EXTRACT TO READ:

========

A Wildlife Photography Safari full day is around 6
or 7 hours, including driving to locations, walking, and enjoying the
outdoors. Ann likes to help people understand the animals they see and why they are seeing it – all of the
things that make it interesting.
She shows her guests things like how to stand to get great photos, how to use her camera, and “I can give people background of what has happened and what will happen next with the animal.” She says, “I try to teach the person about what we are seeing, what’s going on, what to expect, why the animals are here, what they are doing, what’s going on with them this time of year.”
“More than just taking pictures, it’s what’s going on in nature and in the world.” – Ann Brokelman
“Right now there are Snowy Owls
all over the place – there are 8 that I know. In May, the little birds are
coming through, and there are 5 locations I go to. When photographing birds, what
I am looking for is colouring. I want to see what colour the beak is, I want to
see what colour the feathers are, what colour is the fur and is it healthy,
what colour is their tail, are all of the tail feathers there… all of those
things are important to know when you are taking photos. There are also
techniques for how to get the animal’s eye in the light so you get the glint – that
is what makes the photos come alive.”
She brings a
monopod or tripod, as well as her two all-time favourite books: Behavior Of
North American Mammals by Mark Elbroch and Kirk Reinhart (which she found
in Muskoka, and I intend to find online) and The Sibley Guide to Bird
Life and Behavior by David Allen Sibley, which she received as a gift from a friend. “I really love to study and read about animals. I
carry these books with me and if I see something unusual, one of these two
books will usually explain what is happening.”
After the day of photographing
wildlife, Ann adjusts the best of the photos in Photoshop and provides all of the
images from the day as large Jpgs on a USB key for the safari guest to keep.

========

DATA SHOWN:

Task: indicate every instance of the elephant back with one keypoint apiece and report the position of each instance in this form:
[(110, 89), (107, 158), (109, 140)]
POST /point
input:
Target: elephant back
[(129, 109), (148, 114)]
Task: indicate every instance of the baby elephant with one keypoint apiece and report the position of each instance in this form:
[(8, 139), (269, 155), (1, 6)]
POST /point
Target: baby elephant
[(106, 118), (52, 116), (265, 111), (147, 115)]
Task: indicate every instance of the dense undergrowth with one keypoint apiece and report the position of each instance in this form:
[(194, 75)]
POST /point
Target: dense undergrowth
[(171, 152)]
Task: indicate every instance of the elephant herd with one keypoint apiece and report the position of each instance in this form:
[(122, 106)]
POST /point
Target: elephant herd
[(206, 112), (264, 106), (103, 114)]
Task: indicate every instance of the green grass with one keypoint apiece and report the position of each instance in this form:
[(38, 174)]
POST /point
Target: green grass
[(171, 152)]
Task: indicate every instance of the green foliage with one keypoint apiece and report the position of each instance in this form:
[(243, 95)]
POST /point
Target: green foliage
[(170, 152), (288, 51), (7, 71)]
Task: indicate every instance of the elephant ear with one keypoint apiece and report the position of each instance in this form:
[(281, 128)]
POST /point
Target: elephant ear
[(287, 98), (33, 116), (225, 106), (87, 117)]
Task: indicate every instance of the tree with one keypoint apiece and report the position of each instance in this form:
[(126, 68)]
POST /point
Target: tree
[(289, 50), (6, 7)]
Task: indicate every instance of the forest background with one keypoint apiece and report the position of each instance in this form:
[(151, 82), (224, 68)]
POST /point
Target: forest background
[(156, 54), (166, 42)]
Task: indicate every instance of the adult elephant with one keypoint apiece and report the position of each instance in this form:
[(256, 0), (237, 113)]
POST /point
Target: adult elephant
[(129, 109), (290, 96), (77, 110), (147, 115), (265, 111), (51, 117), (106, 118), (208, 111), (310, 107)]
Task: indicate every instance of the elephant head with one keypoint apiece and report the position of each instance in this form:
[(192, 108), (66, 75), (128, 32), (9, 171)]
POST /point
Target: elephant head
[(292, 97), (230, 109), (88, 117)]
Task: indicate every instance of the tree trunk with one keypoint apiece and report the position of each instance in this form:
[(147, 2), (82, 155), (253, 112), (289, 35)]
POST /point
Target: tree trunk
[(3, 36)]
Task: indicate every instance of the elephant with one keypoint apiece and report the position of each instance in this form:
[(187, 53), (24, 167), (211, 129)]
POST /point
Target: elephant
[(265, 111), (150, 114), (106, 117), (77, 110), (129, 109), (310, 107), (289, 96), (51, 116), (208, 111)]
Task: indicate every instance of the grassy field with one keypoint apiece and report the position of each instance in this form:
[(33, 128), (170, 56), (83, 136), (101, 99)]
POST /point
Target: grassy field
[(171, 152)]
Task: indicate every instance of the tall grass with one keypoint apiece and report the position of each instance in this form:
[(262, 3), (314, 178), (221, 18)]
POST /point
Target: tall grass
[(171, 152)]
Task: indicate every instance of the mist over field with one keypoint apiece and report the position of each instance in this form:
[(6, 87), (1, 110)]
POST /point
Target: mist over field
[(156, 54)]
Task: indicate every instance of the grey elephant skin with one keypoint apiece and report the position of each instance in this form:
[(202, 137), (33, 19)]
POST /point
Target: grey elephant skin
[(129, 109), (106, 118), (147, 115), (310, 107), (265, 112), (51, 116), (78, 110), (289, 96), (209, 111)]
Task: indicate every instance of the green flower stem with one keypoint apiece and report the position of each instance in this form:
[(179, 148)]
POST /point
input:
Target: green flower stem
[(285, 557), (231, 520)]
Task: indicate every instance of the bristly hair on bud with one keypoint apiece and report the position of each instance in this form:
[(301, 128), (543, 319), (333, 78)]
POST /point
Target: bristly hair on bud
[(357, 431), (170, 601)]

========

USING THE INFORMATION:
• a. From the wildlife safari text, copy the part that opens with the words containing "A Wildlife Photography" and closes with "make it interesting.".
• b. In the wildlife safari text, why does Ann use techniques to "get the animal's eye in the light"? Explain in one to three sentences.

RESPONSES PER TASK:
• a.
A Wildlife Photography Safari full day is around 6
or 7 hours, including driving to locations, walking, and enjoying the
outdoors. Ann likes to help people understand the animals they see and why they are seeing it – all of the
things that make it interesting.

• b. She wants the light to put a glint in the animal's eye. She says that glint is what makes the photos come alive.